[Natural language region descriptions]
┌────────

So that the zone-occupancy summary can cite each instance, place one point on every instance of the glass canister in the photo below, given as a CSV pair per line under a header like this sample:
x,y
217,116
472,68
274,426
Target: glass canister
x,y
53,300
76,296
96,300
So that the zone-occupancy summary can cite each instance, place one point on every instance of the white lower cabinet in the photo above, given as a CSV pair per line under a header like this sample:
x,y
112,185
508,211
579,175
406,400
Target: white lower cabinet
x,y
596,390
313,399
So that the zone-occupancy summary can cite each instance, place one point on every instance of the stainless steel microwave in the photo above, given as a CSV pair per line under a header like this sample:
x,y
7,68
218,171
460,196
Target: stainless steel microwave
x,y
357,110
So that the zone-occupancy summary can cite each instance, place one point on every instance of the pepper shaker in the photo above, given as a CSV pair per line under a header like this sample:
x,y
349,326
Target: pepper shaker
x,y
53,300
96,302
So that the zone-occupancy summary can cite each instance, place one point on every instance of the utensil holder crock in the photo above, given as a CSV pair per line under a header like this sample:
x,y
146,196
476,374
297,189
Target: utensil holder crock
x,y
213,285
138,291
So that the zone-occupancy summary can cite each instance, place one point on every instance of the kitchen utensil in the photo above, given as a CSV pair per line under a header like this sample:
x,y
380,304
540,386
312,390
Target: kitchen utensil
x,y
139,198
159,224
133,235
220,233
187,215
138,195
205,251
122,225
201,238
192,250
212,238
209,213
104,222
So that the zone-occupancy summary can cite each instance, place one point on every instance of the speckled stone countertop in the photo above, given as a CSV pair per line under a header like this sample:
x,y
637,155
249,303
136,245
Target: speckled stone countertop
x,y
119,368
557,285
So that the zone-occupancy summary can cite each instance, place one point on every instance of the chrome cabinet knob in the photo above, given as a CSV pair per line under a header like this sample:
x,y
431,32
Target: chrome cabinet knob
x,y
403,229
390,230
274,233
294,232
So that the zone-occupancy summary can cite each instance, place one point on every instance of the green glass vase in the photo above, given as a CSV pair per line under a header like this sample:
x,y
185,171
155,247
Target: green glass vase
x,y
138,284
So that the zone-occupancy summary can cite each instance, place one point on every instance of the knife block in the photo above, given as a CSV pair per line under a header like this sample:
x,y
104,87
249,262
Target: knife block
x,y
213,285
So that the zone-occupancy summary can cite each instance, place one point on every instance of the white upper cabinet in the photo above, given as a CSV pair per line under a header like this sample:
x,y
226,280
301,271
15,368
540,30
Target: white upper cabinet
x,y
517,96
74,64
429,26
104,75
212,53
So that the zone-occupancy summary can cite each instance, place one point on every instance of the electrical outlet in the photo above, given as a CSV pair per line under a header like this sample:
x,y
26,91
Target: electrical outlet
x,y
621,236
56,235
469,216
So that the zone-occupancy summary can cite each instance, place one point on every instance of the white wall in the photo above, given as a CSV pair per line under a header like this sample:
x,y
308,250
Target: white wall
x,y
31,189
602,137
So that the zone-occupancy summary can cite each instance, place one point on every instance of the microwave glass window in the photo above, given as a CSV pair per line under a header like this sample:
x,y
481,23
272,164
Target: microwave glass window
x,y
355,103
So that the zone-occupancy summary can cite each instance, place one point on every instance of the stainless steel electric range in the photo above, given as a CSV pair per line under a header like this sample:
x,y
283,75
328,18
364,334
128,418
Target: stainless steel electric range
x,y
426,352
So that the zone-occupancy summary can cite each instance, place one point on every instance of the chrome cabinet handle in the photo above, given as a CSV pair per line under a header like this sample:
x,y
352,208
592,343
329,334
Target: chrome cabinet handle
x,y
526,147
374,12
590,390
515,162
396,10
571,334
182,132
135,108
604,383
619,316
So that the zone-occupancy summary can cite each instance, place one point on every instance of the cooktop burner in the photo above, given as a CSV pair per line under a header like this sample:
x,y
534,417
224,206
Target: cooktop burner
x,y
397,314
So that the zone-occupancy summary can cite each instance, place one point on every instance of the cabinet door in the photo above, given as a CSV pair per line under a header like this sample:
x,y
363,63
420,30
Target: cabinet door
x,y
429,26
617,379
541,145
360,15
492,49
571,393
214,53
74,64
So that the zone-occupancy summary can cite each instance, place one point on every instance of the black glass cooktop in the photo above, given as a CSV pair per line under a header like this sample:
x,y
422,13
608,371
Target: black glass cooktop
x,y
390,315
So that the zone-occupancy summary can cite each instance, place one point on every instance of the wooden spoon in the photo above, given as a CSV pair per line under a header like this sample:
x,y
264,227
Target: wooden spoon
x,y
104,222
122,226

└────────

WHAT TO WORK ON: Each line from the one that contains "of the black" to the end of the data should be set down exactly, both ends included.

WRITTEN SOLUTION:
So that the zone-occupancy summary can cite each instance, place one point on every instance of the black glass cooktop in the photo above, given as a CSV pair per line under a header like this sample:
x,y
422,13
608,371
Target: black glass cooktop
x,y
390,315
So that the zone-occupancy summary can cite each instance, place one point on every instance of the wooden spoon in the photo above, given as a CSV pair per line under a header like this sample:
x,y
264,227
Target: wooden spoon
x,y
104,222
122,226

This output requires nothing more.